═══ SOURCE DATA ═══
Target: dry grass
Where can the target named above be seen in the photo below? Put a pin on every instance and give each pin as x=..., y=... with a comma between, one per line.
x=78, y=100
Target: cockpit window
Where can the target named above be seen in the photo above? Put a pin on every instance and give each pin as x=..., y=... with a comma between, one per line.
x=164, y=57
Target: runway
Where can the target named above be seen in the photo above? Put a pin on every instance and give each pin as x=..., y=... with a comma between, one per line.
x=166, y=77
═══
═══ SOURCE DATA ═══
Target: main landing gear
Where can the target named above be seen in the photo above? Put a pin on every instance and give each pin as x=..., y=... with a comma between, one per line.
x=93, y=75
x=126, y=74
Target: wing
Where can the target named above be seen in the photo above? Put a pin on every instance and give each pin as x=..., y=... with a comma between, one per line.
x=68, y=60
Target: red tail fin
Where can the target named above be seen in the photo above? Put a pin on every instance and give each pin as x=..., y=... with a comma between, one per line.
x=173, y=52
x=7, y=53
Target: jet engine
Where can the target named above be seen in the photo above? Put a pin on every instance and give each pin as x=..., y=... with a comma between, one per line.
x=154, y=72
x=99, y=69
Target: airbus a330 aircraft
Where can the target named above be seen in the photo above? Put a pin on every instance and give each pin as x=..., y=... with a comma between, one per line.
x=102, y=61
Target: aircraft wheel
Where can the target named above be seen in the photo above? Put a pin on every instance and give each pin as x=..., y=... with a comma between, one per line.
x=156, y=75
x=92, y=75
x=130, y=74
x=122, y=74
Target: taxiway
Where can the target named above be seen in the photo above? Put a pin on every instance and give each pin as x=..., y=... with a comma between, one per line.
═══
═══ SOURCE DATA ═══
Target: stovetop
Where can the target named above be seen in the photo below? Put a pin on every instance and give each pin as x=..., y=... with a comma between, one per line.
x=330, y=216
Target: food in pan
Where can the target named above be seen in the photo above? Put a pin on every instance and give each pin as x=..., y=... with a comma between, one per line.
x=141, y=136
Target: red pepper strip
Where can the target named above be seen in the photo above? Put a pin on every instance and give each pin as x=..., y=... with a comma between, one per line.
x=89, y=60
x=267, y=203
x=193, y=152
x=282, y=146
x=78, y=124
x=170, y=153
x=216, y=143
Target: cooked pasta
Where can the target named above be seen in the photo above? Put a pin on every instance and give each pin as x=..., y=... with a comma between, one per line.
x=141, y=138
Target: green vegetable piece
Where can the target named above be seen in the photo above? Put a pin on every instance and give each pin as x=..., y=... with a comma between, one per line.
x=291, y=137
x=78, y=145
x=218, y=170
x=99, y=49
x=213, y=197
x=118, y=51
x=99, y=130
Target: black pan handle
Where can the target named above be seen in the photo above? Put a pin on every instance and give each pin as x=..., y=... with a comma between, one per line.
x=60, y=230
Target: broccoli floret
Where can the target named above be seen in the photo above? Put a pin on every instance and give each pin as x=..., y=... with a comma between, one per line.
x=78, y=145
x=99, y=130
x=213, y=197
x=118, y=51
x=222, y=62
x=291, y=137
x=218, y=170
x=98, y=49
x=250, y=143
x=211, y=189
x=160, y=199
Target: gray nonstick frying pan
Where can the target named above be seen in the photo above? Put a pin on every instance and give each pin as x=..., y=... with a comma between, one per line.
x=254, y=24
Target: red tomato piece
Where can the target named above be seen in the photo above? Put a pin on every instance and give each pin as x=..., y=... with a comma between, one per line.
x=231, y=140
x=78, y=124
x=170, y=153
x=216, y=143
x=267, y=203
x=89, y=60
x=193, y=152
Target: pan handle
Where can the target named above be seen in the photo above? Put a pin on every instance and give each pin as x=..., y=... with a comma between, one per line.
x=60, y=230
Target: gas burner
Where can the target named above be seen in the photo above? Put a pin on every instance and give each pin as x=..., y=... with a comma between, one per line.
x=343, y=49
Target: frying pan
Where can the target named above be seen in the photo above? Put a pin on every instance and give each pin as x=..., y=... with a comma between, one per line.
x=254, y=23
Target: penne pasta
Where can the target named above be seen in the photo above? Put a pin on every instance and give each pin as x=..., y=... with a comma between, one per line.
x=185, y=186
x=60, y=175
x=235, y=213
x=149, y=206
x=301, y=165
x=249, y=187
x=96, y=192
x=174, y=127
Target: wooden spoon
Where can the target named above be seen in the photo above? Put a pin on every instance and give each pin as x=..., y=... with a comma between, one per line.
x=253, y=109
═══
WORK INSTRUCTIONS ->
Look for the word "pasta". Copy out every line of the data that has it.

ANSWER BELOW ->
Target: cooked pasta
Target: penne pasta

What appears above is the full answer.